* WHAT YOU WILL DO *
All lines holding the string "cloud" should be copied from the data below.

═══ DATA PROVIDED ═══

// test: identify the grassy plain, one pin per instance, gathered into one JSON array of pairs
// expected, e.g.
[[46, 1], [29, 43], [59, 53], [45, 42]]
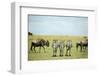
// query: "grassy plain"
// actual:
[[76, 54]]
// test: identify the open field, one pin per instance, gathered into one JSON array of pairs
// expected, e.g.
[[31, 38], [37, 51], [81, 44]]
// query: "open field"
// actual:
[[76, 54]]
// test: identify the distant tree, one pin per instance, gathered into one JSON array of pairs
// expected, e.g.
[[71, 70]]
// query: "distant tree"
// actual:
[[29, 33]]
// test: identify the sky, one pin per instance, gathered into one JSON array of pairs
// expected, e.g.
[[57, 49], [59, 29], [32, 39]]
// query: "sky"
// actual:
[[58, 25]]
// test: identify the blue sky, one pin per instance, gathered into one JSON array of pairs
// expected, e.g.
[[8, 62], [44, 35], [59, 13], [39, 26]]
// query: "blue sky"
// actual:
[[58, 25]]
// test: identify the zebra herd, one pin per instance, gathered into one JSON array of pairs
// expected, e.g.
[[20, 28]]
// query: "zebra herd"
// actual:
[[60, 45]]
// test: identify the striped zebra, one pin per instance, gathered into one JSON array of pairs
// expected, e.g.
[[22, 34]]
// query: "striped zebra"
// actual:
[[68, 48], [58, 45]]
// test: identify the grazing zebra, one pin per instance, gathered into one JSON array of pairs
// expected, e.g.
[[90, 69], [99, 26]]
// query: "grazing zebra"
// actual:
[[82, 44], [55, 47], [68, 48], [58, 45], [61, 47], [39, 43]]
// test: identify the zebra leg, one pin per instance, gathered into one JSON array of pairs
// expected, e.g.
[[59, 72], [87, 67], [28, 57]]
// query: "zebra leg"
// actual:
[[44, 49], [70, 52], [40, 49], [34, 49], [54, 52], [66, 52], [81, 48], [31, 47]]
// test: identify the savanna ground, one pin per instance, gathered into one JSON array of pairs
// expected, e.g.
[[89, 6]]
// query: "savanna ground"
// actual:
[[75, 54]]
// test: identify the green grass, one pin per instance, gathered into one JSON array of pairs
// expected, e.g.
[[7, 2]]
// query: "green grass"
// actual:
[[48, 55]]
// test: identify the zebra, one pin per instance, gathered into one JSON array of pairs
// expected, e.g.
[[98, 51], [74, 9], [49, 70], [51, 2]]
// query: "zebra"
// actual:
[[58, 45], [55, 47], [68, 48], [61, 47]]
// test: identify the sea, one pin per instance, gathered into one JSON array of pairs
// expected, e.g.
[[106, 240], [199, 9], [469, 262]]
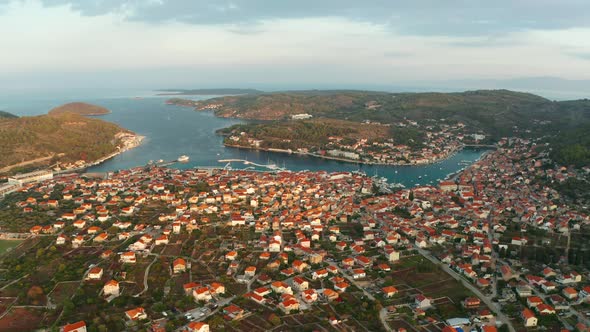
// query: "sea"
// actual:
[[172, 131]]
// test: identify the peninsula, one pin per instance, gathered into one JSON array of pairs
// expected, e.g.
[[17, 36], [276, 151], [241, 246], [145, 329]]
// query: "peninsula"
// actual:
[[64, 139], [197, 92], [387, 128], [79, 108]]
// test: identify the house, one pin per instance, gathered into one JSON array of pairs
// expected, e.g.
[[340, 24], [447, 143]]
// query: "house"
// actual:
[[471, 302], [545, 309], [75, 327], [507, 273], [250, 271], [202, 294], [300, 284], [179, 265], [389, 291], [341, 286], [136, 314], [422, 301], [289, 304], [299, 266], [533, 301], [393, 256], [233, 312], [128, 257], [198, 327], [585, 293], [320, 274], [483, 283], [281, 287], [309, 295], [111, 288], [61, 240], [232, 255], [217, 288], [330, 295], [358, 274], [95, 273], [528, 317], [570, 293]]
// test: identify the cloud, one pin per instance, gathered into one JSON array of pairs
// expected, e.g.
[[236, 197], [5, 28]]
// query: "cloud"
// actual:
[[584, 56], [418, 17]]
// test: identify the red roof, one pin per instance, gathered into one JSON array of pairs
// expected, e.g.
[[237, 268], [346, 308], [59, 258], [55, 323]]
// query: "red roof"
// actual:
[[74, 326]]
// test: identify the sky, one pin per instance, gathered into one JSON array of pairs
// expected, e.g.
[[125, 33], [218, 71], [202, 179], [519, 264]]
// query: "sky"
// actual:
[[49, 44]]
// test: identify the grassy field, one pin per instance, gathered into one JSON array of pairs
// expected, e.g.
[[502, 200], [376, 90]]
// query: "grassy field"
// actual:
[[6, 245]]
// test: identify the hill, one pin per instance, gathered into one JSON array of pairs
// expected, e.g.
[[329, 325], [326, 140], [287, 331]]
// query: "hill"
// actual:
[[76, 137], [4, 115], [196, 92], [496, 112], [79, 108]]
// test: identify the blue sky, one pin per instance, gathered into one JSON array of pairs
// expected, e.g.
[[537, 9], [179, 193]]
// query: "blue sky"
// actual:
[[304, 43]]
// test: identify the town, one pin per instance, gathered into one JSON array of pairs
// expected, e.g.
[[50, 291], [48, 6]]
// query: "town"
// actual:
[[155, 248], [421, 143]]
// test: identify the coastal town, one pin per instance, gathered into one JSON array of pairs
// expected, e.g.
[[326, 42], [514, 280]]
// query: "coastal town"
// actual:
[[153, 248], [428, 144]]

═══

* RESPONSE FOR THIS EXERCISE *
// test: identify the cloud, one pin per instance, gathered into one JSON array of pairs
// query: "cloud"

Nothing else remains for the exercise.